(Stored items)

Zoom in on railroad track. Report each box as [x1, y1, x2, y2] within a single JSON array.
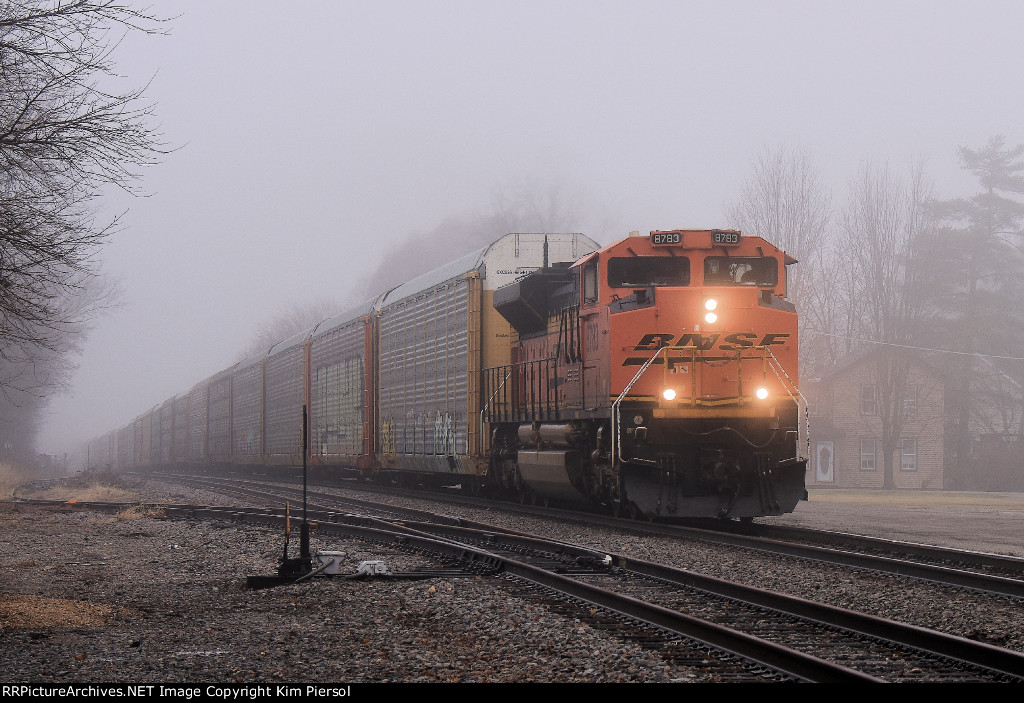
[[151, 475, 1024, 600]]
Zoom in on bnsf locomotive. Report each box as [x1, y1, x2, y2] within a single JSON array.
[[81, 230, 806, 519]]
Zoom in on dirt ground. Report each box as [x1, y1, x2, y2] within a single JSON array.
[[761, 489, 1024, 557]]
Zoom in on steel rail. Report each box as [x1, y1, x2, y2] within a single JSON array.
[[31, 500, 882, 683]]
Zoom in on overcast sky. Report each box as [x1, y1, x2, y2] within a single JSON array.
[[40, 0, 1024, 453]]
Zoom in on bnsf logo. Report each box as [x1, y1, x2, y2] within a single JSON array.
[[623, 332, 790, 366], [623, 332, 790, 366]]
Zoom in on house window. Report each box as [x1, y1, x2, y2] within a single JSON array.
[[903, 385, 918, 418], [860, 437, 874, 471], [899, 437, 918, 471], [860, 386, 874, 415]]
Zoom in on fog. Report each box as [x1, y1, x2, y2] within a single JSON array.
[[39, 0, 1024, 453]]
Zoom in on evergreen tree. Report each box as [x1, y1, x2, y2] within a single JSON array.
[[921, 136, 1024, 475]]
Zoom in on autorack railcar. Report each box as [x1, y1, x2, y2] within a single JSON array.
[[81, 230, 806, 519]]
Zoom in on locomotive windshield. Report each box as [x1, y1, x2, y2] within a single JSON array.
[[608, 256, 690, 288], [705, 256, 778, 285]]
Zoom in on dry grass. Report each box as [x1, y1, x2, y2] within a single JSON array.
[[115, 506, 167, 522], [0, 465, 138, 502], [0, 462, 30, 500]]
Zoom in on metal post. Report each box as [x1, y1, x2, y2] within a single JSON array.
[[299, 405, 310, 560]]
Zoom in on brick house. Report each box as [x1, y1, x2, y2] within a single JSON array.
[[803, 353, 945, 489]]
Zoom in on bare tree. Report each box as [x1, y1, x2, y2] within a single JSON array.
[[726, 146, 841, 375], [0, 0, 162, 383], [727, 147, 831, 302], [839, 164, 929, 488]]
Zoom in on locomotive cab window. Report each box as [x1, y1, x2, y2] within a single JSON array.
[[608, 256, 690, 288], [583, 258, 598, 305], [705, 256, 778, 285]]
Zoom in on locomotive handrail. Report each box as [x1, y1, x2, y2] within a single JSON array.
[[480, 369, 512, 449], [611, 347, 669, 463], [765, 347, 811, 460]]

• **Task to complete**:
Write out the listing again with "Zoom in on" swapped for "Find" wherever it occurs, and change nothing else. Leave the picture out.

• **Completed task**:
Find railroad track. Report each box as [x1, y1, x2, y2] within a single JSON array.
[[151, 475, 1024, 600]]
Find bnsf locomotive. Report each box as [x1, y1, x2, y2] within a single JSON array.
[[81, 230, 806, 519]]
Find dirt ground. Report each box as [x1, y1, x2, y2] within a single JSON array.
[[761, 489, 1024, 557]]
Find steel rail. Report each box as [x1, y1, x2, y2] within a single JSON array.
[[31, 500, 882, 683]]
Find overcast sky. Report each box as [x1, y1, x2, y2] within a single JSON array.
[[40, 0, 1024, 453]]
Find bnsf logo. Report each box as [x1, y1, x2, y2] within a single JSON array.
[[623, 332, 790, 366], [623, 332, 790, 366]]
Find house window. Report each box as [x1, y1, x2, y2] within a single JSON array.
[[903, 385, 918, 418], [860, 437, 874, 471], [899, 437, 918, 471], [860, 386, 874, 415]]
Find fog. Report each box as [x1, y1, x2, y2] within a single JSON array.
[[39, 0, 1024, 453]]
Find evergreen tree. Report each box as [x1, y1, x2, y2] within a single JSON array.
[[921, 136, 1024, 475]]
Find autorack railcar. Report each box as [x1, y1, x2, y2] within a single JSON array.
[[81, 230, 806, 519]]
Find locomotive windshield. Report each box as [x1, y1, x2, y2] within a single JSON array.
[[608, 256, 690, 288], [705, 256, 778, 285]]
Find dry grass. Report each box as [x1, y1, x2, y2] within a single JSON array.
[[115, 506, 167, 522], [0, 465, 138, 502], [0, 462, 30, 500]]
Find metal post. Report each box as [x1, y1, x2, y2] within a single JSON array.
[[299, 405, 310, 560]]
Find brick house. Report each box as [x1, y1, x2, y2] within a single JSON array.
[[803, 353, 945, 489]]
Find bare tree. Report each box as [x1, y1, x2, y2] within a single JSON array.
[[726, 146, 841, 375], [0, 0, 162, 383], [727, 147, 831, 302], [839, 164, 929, 488]]
Find locomotive cab window. Report each box as [x1, y1, x2, y2] within a single JSON array.
[[608, 256, 690, 288], [583, 258, 598, 305], [705, 256, 778, 285]]
Find locomotive handrail. Report each box as [x1, y1, x2, y2] within a single JSON array.
[[480, 369, 512, 449], [611, 347, 669, 463], [765, 347, 811, 460]]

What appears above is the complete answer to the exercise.